Exercise objective –
Beginning at the line that contains "head with a single marker." and continuing through the end of the items, write those lines out again with "fish" substituted by "carp" and everything else left unchanged.

Start of Records shown

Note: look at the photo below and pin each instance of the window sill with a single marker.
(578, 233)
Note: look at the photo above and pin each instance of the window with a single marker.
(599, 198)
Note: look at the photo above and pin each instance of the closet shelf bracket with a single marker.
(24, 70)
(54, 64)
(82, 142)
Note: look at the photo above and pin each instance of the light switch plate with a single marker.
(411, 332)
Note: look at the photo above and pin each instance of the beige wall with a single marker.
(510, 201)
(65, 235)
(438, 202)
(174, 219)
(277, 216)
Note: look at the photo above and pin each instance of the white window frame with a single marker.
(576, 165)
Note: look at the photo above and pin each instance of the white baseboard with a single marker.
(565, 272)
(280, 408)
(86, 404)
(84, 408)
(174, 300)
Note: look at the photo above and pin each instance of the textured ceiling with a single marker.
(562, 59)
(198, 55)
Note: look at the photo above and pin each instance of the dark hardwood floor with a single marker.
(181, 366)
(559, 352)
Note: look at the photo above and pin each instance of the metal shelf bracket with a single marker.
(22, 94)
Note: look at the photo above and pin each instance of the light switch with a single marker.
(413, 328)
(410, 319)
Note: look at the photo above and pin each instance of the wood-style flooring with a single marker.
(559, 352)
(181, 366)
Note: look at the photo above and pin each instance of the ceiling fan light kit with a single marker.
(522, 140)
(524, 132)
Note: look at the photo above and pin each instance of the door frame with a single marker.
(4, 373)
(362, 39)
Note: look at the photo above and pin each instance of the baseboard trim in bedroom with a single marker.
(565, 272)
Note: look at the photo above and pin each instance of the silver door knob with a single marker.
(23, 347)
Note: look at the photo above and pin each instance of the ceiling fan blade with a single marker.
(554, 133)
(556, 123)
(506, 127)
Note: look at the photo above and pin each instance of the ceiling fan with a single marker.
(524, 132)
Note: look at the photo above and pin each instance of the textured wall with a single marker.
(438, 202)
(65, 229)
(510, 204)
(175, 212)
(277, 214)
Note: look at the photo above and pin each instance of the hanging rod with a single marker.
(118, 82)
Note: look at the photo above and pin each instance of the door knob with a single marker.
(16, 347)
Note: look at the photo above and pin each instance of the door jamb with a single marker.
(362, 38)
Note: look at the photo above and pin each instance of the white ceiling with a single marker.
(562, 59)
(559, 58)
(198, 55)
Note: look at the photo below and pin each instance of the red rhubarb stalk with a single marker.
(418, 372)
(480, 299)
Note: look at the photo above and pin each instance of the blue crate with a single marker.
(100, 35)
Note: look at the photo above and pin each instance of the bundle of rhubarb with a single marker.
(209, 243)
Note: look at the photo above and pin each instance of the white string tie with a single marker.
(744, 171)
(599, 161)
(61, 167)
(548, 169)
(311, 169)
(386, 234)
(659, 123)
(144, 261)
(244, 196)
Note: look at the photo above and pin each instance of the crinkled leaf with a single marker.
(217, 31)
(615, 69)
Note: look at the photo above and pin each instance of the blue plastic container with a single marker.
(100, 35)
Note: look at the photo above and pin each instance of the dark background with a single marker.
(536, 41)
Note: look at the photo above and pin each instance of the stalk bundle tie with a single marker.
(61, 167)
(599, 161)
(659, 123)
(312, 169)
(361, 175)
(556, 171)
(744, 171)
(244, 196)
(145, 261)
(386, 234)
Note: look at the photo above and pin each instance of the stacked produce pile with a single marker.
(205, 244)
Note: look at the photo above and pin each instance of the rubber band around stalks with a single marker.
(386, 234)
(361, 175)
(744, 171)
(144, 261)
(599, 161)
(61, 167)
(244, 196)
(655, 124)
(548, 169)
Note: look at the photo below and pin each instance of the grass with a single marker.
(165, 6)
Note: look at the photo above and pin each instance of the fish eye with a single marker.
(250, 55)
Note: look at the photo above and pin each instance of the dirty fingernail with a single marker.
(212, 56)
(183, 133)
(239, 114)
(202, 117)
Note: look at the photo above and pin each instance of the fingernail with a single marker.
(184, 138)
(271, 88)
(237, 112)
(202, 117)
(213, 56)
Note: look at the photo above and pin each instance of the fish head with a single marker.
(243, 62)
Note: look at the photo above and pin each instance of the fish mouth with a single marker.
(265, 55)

End of Records shown

The result –
Note: look at the photo above and pin each instance of the carp head with a single marker.
(243, 62)
Note: look at the photo above and pin each instance of the carp mouth with a single marker.
(265, 55)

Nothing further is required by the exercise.